Records of labeled points
↓↓↓

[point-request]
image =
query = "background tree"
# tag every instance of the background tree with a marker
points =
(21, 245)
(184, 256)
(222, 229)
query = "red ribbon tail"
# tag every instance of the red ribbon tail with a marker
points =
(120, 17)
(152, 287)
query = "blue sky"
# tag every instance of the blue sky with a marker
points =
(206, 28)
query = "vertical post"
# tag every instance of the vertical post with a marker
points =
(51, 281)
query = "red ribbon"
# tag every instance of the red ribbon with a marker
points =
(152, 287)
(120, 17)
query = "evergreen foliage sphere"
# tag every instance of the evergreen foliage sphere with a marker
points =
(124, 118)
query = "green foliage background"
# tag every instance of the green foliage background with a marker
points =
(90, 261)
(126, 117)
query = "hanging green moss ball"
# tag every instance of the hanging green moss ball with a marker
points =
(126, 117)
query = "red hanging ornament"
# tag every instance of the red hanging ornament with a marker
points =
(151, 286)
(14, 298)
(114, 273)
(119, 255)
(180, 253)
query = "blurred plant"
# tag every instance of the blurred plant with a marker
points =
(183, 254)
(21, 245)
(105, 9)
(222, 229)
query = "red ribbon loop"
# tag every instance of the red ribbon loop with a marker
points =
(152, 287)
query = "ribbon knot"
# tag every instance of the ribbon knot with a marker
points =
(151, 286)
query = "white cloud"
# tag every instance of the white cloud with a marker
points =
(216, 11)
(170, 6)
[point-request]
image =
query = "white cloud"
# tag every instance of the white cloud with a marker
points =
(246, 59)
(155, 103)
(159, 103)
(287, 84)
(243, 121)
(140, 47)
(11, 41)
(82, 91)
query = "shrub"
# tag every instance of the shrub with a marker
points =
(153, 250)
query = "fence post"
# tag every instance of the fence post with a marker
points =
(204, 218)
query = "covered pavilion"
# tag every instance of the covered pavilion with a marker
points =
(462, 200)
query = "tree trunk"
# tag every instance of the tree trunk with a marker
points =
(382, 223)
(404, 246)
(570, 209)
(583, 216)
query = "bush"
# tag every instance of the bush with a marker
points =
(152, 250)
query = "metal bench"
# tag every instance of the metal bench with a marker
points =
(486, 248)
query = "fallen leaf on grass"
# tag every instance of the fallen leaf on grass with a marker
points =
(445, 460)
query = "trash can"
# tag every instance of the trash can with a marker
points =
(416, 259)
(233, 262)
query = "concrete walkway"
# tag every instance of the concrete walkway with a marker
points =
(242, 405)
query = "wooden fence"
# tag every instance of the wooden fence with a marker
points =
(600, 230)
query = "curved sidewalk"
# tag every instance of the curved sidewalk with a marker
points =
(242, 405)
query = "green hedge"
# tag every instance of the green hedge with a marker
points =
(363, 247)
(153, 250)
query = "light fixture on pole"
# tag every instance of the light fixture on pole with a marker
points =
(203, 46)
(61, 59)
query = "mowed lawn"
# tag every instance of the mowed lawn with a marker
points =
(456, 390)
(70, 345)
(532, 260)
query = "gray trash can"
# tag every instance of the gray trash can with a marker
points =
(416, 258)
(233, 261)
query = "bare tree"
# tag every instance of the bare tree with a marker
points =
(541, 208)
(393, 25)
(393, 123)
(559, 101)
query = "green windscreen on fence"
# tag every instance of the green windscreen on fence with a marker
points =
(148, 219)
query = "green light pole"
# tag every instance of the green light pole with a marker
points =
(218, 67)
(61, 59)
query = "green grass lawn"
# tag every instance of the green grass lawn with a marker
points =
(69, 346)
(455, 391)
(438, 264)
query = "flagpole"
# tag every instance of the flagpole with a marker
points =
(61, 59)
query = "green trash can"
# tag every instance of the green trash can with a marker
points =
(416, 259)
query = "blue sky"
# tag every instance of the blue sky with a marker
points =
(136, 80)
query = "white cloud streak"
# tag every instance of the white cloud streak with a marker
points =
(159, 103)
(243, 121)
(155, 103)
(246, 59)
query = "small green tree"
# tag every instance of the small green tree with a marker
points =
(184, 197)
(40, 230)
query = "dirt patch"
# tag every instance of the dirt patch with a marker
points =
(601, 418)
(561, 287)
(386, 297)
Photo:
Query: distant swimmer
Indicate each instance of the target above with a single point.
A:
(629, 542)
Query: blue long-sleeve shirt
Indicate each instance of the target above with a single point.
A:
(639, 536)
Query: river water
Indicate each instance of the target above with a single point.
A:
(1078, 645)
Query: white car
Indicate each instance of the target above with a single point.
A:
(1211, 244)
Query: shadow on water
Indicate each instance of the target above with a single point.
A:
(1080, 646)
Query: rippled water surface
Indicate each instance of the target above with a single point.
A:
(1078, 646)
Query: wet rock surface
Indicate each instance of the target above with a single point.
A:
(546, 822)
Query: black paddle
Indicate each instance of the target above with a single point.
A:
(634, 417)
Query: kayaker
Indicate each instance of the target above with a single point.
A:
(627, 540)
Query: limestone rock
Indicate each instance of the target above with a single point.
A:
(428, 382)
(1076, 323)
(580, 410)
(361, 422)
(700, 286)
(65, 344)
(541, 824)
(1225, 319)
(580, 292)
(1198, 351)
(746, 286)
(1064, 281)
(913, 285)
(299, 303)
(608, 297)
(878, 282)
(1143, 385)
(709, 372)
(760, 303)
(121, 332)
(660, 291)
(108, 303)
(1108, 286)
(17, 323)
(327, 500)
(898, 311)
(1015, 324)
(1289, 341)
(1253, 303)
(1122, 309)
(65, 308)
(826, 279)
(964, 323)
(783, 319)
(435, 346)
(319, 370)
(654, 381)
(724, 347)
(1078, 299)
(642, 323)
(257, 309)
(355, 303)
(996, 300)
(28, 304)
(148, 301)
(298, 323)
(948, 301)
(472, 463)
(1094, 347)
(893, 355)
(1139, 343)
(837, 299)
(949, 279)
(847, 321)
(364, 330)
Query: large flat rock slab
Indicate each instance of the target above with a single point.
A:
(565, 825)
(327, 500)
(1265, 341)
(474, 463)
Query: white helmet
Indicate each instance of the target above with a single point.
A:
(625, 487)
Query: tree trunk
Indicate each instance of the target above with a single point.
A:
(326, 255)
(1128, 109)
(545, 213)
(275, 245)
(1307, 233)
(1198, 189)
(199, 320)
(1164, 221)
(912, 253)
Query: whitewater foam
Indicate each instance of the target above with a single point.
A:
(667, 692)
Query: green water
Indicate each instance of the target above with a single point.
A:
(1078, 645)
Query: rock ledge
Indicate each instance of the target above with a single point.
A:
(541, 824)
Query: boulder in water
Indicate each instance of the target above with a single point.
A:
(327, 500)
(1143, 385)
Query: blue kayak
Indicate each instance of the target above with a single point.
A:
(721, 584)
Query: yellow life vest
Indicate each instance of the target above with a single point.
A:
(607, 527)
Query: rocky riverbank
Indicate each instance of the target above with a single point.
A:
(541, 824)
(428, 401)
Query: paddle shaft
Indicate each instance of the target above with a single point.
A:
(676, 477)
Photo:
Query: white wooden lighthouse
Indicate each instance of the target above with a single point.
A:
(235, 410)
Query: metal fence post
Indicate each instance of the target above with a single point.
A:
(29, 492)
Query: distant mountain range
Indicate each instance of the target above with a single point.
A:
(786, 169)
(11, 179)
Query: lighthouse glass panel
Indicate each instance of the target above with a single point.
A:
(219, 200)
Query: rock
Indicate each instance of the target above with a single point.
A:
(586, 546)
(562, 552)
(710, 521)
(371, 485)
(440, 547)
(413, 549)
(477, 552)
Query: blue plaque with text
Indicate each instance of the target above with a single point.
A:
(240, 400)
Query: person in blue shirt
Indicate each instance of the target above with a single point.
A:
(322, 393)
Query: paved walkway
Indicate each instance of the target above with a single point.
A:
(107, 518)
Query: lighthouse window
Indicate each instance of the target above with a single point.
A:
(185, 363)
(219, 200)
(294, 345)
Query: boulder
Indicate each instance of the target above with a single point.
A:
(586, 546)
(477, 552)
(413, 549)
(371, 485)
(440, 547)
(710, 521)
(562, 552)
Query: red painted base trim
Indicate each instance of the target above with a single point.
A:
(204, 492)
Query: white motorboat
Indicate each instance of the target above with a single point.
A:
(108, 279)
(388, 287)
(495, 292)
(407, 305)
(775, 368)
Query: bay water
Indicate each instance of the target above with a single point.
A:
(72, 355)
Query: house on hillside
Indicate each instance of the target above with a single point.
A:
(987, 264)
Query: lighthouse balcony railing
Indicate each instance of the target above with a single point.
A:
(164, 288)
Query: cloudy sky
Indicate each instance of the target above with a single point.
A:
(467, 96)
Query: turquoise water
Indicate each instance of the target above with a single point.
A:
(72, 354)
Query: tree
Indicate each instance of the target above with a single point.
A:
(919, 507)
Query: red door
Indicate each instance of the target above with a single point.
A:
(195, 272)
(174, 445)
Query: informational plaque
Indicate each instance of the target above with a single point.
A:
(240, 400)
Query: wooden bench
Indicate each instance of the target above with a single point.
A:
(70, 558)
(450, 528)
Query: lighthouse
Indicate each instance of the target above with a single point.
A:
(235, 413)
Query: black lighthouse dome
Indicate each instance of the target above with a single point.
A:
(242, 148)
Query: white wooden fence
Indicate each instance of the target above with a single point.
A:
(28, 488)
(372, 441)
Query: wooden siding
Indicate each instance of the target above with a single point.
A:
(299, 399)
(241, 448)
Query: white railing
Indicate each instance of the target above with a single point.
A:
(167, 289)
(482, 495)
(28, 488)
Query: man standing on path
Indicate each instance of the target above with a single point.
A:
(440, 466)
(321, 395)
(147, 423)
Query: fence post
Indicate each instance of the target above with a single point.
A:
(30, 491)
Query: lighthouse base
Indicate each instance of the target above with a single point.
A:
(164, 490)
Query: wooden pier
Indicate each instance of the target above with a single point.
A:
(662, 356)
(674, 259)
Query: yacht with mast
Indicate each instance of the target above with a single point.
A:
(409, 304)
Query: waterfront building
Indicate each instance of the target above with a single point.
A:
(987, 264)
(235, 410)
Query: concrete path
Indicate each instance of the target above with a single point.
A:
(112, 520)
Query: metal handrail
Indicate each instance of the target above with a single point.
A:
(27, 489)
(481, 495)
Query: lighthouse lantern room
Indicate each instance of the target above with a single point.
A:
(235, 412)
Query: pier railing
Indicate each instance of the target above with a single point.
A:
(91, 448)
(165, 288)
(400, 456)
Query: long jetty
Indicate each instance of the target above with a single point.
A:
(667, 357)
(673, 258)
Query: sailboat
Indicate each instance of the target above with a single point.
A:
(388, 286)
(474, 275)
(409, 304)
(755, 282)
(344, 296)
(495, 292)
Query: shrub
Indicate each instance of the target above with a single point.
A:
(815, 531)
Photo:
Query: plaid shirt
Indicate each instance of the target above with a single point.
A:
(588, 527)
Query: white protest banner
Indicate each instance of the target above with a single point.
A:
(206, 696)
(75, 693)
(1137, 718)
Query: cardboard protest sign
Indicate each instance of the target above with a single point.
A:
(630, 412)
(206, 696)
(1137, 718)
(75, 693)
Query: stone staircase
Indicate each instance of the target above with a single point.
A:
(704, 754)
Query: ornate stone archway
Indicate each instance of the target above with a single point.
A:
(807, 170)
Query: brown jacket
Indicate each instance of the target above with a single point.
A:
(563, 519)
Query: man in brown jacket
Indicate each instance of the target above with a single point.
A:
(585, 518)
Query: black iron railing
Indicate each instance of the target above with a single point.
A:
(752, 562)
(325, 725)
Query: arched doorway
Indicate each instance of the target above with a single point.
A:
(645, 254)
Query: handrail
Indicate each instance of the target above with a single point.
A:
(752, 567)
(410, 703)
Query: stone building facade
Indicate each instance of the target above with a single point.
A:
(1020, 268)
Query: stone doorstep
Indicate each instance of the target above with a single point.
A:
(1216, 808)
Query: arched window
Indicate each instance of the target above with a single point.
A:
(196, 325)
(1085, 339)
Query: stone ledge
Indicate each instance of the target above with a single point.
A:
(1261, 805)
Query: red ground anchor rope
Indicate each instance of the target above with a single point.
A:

↑↑↑

§ **Short task**: Quote, without alteration, the final stretch of the entries: the line with "Query: black iron railing" onward to the last line.

§ **Finished task**:
Query: black iron railing
Indicate each instance of the target above with a single point.
A:
(752, 562)
(325, 725)
Query: arched doorway
Indicate each instance of the target above with a single point.
A:
(645, 254)
Query: handrail
Indicate each instance of the target above with a single point.
A:
(752, 567)
(410, 703)
Query: stone building facade
Indicate each instance of the target above with a single point.
A:
(1020, 268)
Query: stone doorstep
Indicate each instance of the target above with a single point.
A:
(1216, 808)
Query: arched window
Indicate each instance of the target above with a single point.
A:
(196, 325)
(1085, 339)
Query: stone ledge
Indicate each instance of the target above with a single point.
A:
(1261, 805)
Query: red ground anchor rope
Indicate each instance of the target above with a single point.
A:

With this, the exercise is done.